(Reading passage):

Chung Nam Group is a Hong Kong-based watch and clock movement manufacturer. The Chung Nam Group comprises Isa Prestige Time, Roamer, and Isa. It has plants based in China, Hong Kong, and Switzerland. Isa movements are used in mid-line watches.

In recent years, Chung Nam Corporation has expanded into a global corporation of technology, manufacturing, and retailing. Chung Nam Group has a long history and has grown into one of China's leading Companies.  Its business now includes CN Watch, CN Innovations, CN Convergence, CN Fashion, CN Lifestyle, and CN Creations.

History
The Chung Nam Group of Companies is based in Hong Kong, tracing its origin back over 70 years. The late Mr. and Mrs. Chong Ching Um founded the group in 1935, engaging in export, manufacturing, and trading in the Southeast Asian markets.

(Entries from a point annotation set)
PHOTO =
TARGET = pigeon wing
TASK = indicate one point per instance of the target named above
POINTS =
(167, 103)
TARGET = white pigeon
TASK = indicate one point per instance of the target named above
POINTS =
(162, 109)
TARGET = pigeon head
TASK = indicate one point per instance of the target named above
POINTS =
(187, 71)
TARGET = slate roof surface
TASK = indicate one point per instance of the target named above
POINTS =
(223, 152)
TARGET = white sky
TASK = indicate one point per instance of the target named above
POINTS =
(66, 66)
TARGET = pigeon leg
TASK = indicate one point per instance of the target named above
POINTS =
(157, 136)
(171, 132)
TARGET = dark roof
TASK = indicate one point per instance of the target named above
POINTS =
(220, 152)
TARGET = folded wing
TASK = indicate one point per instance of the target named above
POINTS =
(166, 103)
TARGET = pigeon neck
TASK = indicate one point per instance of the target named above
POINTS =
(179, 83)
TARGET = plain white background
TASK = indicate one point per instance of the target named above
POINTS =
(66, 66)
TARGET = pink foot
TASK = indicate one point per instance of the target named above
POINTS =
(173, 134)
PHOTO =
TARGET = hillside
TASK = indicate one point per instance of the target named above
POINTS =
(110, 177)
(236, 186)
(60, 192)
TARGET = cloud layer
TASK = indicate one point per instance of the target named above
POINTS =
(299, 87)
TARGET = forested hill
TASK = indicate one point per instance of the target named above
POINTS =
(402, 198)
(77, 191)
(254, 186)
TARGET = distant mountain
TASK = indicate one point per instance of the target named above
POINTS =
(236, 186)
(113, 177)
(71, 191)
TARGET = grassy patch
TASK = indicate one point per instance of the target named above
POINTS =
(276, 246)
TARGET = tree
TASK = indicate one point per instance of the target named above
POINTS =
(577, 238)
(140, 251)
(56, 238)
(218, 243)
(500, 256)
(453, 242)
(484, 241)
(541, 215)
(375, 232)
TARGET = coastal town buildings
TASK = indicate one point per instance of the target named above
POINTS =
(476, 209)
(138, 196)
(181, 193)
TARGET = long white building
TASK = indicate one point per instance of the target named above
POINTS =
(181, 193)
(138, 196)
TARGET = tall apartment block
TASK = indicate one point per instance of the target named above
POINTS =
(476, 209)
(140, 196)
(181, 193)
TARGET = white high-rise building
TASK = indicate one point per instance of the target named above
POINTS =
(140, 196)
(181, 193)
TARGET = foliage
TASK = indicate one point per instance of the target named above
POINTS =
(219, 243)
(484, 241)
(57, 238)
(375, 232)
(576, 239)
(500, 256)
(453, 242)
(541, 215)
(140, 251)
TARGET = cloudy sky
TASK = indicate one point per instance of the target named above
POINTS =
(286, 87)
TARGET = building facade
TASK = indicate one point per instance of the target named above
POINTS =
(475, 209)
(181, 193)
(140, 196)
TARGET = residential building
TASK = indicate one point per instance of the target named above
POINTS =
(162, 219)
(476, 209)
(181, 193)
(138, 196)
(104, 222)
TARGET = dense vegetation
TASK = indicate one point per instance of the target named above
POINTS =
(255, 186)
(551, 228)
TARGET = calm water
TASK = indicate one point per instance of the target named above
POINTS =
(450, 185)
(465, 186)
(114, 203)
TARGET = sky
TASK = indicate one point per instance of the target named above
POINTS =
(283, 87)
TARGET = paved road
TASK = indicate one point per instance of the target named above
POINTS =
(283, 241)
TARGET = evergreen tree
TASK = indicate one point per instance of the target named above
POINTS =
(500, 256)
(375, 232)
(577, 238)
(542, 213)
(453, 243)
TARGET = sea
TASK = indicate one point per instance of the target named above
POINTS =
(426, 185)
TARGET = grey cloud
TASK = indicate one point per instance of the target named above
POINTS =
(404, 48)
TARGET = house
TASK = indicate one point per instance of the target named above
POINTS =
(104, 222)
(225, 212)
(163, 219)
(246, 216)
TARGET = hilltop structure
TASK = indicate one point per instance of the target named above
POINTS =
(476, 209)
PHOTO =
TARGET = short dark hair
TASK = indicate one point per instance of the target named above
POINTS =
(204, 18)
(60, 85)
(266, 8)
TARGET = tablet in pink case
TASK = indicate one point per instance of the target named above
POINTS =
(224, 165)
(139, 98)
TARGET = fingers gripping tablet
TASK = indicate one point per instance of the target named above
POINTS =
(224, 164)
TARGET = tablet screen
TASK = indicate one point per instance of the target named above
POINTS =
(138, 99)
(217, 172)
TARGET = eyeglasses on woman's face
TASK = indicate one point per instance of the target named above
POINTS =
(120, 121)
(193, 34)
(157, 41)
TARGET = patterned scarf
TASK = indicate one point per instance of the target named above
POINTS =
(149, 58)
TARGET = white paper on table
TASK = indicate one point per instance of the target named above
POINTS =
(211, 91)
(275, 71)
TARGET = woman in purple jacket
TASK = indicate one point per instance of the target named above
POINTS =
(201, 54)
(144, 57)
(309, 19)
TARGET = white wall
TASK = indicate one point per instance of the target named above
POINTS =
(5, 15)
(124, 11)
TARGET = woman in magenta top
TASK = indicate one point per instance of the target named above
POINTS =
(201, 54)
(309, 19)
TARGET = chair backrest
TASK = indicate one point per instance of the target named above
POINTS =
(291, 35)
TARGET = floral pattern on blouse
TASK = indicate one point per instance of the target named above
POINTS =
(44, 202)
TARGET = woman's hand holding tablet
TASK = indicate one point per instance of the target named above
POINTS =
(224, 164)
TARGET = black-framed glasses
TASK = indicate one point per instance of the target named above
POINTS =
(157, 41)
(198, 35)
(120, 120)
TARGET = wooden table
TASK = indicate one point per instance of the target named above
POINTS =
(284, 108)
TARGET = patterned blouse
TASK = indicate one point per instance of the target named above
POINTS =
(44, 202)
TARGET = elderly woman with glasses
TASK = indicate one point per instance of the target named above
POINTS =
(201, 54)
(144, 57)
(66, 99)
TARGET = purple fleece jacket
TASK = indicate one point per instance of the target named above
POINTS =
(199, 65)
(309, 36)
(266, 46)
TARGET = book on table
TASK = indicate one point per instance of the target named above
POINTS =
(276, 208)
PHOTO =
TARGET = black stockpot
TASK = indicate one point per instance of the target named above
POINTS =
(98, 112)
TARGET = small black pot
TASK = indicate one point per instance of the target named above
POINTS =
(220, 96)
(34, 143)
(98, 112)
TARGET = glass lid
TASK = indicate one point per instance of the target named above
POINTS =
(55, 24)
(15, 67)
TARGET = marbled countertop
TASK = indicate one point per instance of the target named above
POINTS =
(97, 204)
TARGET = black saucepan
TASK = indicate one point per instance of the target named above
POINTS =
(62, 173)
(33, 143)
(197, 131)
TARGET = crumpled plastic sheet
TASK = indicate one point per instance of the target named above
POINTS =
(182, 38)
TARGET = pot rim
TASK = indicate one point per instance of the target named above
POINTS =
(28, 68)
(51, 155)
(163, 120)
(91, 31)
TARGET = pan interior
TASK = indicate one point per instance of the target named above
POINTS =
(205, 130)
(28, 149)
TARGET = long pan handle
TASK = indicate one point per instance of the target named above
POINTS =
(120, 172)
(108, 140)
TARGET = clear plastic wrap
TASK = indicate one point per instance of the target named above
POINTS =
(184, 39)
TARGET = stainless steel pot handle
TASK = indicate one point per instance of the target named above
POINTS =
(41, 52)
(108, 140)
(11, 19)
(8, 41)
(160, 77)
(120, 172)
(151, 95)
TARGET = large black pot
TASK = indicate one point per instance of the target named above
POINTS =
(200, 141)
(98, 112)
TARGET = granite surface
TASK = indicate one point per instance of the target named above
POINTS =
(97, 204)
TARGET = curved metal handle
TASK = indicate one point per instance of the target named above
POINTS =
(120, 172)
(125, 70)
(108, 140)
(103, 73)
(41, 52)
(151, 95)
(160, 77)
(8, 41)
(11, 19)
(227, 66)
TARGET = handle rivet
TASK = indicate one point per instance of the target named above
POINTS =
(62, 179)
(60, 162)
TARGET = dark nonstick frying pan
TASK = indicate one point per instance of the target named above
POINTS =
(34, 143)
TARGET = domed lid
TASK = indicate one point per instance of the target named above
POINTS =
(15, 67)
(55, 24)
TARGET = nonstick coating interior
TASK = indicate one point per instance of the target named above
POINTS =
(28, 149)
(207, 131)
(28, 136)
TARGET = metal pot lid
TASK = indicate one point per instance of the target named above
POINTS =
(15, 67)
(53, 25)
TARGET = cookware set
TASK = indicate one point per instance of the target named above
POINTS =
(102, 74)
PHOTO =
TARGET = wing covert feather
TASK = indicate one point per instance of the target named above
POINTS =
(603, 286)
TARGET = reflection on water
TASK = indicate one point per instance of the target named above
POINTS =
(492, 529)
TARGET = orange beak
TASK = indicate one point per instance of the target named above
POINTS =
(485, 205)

(Written task 1): Write out everything in the passage on the Chung Nam Group from "Chung Nam Group is" down to "and CN Creations.".
(Written task 2): In the passage on the Chung Nam Group, in which year was the group founded?

(Expected answer 1):
Chung Nam Group is a Hong Kong-based watch and clock movement manufacturer. The Chung Nam Group comprises Isa Prestige Time, Roamer, and Isa. It has plants based in China, Hong Kong, and Switzerland. Isa movements are used in mid-line watches.

In recent years, Chung Nam Corporation has expanded into a global corporation of technology, manufacturing, and retailing. Chung Nam Group has a long history and has grown into one of China's leading Companies.  Its business now includes CN Watch, CN Innovations, CN Convergence, CN Fashion, CN Lifestyle, and CN Creations.

(Expected answer 2): 1935.